[WORK INSTRUCTIONS] Select every line of the entries below that contains the word "stone", matching case exactly.

[ENTRIES]
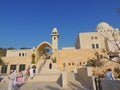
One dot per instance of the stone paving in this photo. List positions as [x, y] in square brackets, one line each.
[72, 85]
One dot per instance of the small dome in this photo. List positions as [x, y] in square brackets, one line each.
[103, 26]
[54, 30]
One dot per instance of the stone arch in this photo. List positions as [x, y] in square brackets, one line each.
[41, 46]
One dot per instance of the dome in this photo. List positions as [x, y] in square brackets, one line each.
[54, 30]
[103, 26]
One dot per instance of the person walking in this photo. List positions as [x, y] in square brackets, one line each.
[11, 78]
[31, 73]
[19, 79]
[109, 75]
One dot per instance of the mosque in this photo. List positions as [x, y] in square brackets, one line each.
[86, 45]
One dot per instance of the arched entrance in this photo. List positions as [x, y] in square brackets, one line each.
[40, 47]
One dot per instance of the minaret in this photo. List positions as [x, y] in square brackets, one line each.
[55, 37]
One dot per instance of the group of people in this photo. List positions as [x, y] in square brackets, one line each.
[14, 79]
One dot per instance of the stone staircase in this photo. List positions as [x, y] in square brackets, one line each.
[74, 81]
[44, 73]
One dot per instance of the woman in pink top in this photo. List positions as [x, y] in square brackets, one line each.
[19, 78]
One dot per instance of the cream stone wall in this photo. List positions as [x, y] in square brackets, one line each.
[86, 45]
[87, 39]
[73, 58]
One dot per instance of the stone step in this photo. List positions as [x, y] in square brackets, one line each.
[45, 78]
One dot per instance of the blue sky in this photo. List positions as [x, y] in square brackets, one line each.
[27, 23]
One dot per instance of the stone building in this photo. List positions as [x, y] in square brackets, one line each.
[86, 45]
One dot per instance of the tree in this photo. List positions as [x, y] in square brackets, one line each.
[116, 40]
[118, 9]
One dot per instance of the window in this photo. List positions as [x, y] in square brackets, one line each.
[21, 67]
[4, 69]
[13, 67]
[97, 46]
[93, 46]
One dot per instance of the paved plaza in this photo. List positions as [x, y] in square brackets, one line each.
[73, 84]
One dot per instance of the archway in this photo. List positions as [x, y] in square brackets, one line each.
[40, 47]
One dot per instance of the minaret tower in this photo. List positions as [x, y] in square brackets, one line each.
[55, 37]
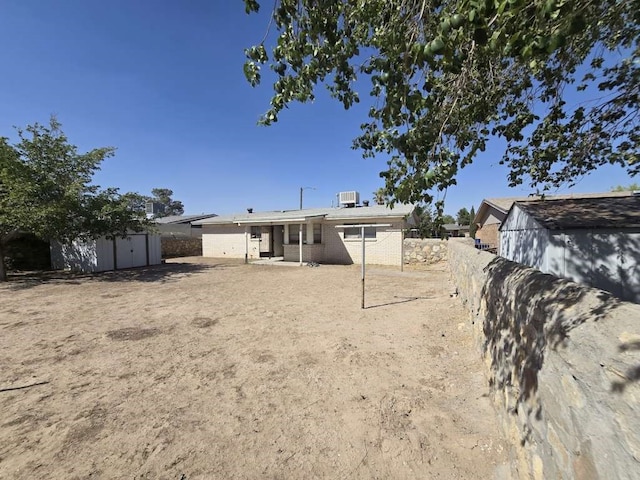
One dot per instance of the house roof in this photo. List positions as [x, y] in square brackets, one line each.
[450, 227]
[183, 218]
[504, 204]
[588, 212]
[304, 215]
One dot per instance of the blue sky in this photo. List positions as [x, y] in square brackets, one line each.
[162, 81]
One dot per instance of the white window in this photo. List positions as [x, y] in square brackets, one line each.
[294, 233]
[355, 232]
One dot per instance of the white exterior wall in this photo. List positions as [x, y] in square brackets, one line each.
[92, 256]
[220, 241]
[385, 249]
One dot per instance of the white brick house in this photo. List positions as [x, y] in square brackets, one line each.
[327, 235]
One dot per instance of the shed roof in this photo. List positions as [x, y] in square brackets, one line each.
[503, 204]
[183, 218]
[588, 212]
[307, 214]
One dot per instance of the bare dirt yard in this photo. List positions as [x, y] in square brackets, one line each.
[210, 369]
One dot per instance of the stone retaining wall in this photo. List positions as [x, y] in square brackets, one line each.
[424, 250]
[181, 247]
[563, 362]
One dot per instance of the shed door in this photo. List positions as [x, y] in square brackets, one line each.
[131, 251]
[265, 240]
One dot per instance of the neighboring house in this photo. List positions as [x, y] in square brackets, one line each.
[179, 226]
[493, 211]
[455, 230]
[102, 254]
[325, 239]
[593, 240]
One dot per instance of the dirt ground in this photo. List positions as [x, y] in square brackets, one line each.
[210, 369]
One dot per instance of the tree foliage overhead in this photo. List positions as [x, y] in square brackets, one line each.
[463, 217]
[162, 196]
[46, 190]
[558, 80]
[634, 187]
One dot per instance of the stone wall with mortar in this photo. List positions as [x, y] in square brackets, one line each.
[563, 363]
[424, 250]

==

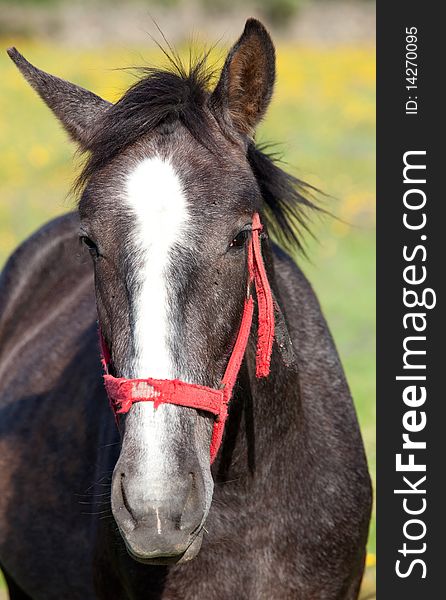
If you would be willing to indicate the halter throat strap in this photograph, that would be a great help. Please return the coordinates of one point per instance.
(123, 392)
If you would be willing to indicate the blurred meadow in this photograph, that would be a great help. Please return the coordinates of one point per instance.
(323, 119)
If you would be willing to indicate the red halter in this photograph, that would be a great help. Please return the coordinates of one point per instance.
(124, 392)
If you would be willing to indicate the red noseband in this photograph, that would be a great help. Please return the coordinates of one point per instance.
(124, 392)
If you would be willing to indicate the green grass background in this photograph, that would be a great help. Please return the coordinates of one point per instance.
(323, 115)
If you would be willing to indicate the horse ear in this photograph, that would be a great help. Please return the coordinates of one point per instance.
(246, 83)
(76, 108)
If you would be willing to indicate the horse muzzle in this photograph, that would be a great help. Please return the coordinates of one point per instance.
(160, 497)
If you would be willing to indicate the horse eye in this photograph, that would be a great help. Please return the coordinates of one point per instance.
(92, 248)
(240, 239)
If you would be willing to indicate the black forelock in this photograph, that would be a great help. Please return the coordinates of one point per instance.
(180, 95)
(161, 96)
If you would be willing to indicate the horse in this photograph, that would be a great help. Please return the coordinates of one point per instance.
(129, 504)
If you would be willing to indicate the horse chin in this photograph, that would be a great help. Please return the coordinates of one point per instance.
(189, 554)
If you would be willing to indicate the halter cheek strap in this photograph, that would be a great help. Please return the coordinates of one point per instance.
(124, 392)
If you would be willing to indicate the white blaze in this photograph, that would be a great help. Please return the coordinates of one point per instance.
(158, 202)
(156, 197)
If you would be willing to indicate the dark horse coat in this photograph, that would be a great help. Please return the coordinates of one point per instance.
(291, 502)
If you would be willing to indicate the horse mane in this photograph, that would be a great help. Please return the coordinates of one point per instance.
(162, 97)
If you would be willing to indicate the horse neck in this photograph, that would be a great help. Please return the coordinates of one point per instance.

---

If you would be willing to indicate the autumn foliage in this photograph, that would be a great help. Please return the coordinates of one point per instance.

[RESPONSE TO THIS EXERCISE]
One dot per instance of the stone paving in this photo. List positions as [x, y] in square brackets, one line each.
One dot per instance of the stone arch in this photo. List positions as [x, y] in square brackets, one line each.
One dot per instance of the stone staircase in this photo. List positions as [x, y] in square brackets, one line each.
One dot per instance of the cream stone wall in this photo. List positions as [x, y] in square brackets, one line each.
One dot per instance of the stone step in this photo. List positions as [x, y] in square brackets, one line each.
One dot per instance of the stone building in this photo. List positions as [x, y] in square brackets, one line each.
One dot per instance of the stone retaining wall in this photo. List positions as [x, y] in square brackets, one line each.
One dot per instance of the stone wall with mortar in this photo. List positions as [x, y] in square brackets, one line each.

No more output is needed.